**What you should do:**
Rewrite all of the data below as a JSON array of strings, with one string per line and blank lines dropped.

·····

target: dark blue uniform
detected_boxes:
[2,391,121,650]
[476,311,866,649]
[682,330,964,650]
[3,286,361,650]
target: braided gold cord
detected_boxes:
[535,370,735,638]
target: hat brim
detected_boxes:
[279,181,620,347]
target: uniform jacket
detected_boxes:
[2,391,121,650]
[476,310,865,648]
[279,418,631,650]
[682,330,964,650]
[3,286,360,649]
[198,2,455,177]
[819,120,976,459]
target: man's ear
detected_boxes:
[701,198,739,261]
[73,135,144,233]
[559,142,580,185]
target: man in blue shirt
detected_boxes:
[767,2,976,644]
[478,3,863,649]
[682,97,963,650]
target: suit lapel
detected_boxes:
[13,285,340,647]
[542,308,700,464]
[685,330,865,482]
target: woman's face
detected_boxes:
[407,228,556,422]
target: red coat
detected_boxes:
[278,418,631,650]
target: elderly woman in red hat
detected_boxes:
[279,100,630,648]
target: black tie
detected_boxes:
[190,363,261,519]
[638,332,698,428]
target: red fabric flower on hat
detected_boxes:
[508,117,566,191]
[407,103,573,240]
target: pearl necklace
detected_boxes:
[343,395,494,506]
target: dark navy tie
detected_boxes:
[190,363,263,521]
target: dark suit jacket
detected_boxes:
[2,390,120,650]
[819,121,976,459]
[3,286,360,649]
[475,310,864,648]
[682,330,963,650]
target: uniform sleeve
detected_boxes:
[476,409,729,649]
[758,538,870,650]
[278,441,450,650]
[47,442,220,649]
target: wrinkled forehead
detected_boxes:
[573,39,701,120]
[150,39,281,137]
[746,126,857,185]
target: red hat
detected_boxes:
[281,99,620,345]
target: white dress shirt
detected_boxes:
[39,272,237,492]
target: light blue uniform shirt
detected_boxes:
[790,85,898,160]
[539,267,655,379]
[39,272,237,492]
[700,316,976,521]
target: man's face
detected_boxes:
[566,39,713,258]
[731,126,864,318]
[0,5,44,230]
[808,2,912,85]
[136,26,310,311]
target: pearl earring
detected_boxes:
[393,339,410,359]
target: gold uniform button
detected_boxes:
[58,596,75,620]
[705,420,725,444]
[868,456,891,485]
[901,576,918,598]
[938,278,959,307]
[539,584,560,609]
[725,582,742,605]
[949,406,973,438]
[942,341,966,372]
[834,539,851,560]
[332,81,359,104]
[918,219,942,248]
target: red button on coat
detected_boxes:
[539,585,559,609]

·····

**Written solution:**
[
  "target: dark blue uniform",
  "detected_boxes:",
  "[2,391,121,650]",
  "[476,311,866,649]",
  "[682,330,964,650]",
  "[3,286,361,650]",
  "target: braided gold cord",
  "detected_boxes:",
  "[535,370,735,638]",
  "target: hat brim",
  "detected_boxes:",
  "[279,181,620,347]",
  "target: uniform jacket",
  "detected_boxes:",
  "[2,391,121,650]",
  "[476,310,865,648]",
  "[279,418,631,650]",
  "[682,330,964,650]",
  "[3,286,360,649]",
  "[198,2,455,177]",
  "[819,120,976,459]",
  "target: man's ear",
  "detected_boxes:",
  "[701,198,739,261]",
  "[73,135,144,233]",
  "[559,142,580,185]",
  "target: man in blue shirt",
  "detected_boxes:",
  "[767,2,976,644]",
  "[478,3,863,649]",
  "[682,97,963,650]",
  "target: suit lapel",
  "detected_boxes:",
  "[13,285,340,647]",
  "[542,308,700,464]",
  "[685,330,865,482]",
  "target: woman's face",
  "detected_boxes:",
  "[407,228,556,422]",
  "target: red coat",
  "detected_boxes:",
  "[278,418,631,650]",
  "target: elderly woman in red hat",
  "detected_boxes:",
  "[279,100,630,648]",
  "target: black tie",
  "detected_boxes:",
  "[190,363,261,519]",
  "[638,332,698,428]",
  "target: red fabric flower on hat",
  "detected_boxes:",
  "[508,117,566,191]",
  "[407,103,573,240]",
  "target: pearl necklace",
  "detected_boxes:",
  "[343,395,494,506]",
  "target: dark navy tie",
  "detected_boxes:",
  "[190,363,263,521]",
  "target: dark suit jacket",
  "detected_boxes:",
  "[2,390,120,650]",
  "[819,121,976,459]",
  "[3,286,360,649]",
  "[475,310,864,648]",
  "[682,330,963,650]",
  "target: uniform sleeve",
  "detected_boxes:",
  "[476,409,729,649]",
  "[758,538,870,650]",
  "[278,441,450,650]",
  "[47,442,220,649]",
  "target: wrinkled forehead",
  "detected_boxes:",
  "[573,39,701,120]",
  "[150,39,281,137]",
  "[746,126,857,185]",
  "target: red hat",
  "detected_boxes:",
  "[281,99,620,345]",
  "target: white dress shirt",
  "detected_boxes:",
  "[39,272,237,492]",
  "target: light blue uniform shirt",
  "detected_boxes:",
  "[790,85,898,160]",
  "[539,267,655,379]",
  "[39,272,237,492]",
  "[700,316,976,521]",
  "target: man's face",
  "detected_boxes:",
  "[566,39,713,258]",
  "[731,126,864,318]",
  "[0,5,44,230]",
  "[808,2,912,85]",
  "[136,26,310,311]",
  "target: pearl earring",
  "detected_boxes:",
  "[393,339,410,359]",
  "target: gold uniform button",
  "detected_boxes:",
  "[58,596,75,620]",
  "[705,420,725,444]",
  "[868,456,891,485]",
  "[901,576,918,598]",
  "[938,278,959,307]",
  "[539,584,560,609]",
  "[725,582,742,605]",
  "[949,406,973,438]",
  "[942,341,966,372]",
  "[834,539,851,560]",
  "[332,81,359,104]",
  "[918,219,942,248]",
  "target: red button on coat",
  "detected_boxes:",
  "[539,585,559,609]"
]